**REQUEST 1**
Count how many lines in the entries contain the word "outline" and reply with only that number.

**SOURCE EXCERPT**
# # # # #

Dialogue

What Is Buddhist Ministry?

HDS Photo/Justin Knight

By Cheryl A. Giles

My understanding of Buddhist ministry grew out of my nearly forty years as a devout Catholic. Daily prayers, rituals, and frequent retreats were the foundation of spiritual formation in the small, black Catholic church in New Haven, Connecticut, that offered me refuge from early childhood to young adulthood. Above all, we learned to have pride in our blackness, to respect ourselves and each other.

During this time, I longed to be close to God, and spent many hours on my knees reciting the rosaries to assuage my sins. Years later, as an adult, I began to see and experience suffering in the world, yet I had no means to help myself and others. Although faithful to the church, I was weighed down by a theology of original sin that filled me with shame and kept me vigilant, searching for my goodness. Tell me: how much sin can a little girl commit? In part through Buddhist practice, I discovered my own original goodness was right there all the time, obscured by layers and layers of conditioning about sin.

# # # # #

**ROWS**
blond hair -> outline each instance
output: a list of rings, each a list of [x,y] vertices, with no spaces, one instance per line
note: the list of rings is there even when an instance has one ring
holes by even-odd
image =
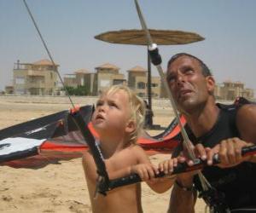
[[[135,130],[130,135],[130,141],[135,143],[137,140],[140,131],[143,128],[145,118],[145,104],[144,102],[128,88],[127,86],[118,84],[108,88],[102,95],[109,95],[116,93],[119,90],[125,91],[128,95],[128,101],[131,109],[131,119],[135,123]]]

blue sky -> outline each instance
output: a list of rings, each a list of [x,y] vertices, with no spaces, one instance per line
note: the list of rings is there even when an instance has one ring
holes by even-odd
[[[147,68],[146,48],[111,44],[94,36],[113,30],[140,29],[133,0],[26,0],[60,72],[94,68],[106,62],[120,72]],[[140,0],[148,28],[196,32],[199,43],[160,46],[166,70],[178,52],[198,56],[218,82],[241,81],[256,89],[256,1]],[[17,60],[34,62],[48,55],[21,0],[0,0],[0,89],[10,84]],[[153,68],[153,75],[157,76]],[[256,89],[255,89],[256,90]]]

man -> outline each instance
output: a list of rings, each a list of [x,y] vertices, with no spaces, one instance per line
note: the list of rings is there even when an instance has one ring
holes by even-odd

# # # # #

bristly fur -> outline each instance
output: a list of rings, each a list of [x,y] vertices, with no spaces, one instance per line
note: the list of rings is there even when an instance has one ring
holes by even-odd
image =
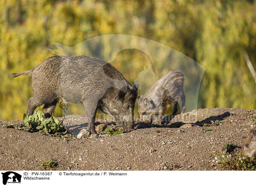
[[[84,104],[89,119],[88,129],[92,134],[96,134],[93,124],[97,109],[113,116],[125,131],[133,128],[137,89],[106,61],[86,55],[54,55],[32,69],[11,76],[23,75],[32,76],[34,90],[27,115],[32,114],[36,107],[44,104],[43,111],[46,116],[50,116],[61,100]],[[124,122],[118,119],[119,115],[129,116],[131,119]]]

# # # # #

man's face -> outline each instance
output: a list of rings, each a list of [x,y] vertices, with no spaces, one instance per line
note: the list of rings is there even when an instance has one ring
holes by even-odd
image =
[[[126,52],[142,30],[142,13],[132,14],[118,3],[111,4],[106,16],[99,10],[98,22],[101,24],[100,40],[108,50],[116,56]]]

# # # # #

**REQUEST 2**
In the essay on Buddhist ministry, in what city was the small, black Catholic church that gave the writer refuge from early childhood to young adulthood?

**EXERCISE OUTPUT 1**
5

**EXERCISE OUTPUT 2**
New Haven, Connecticut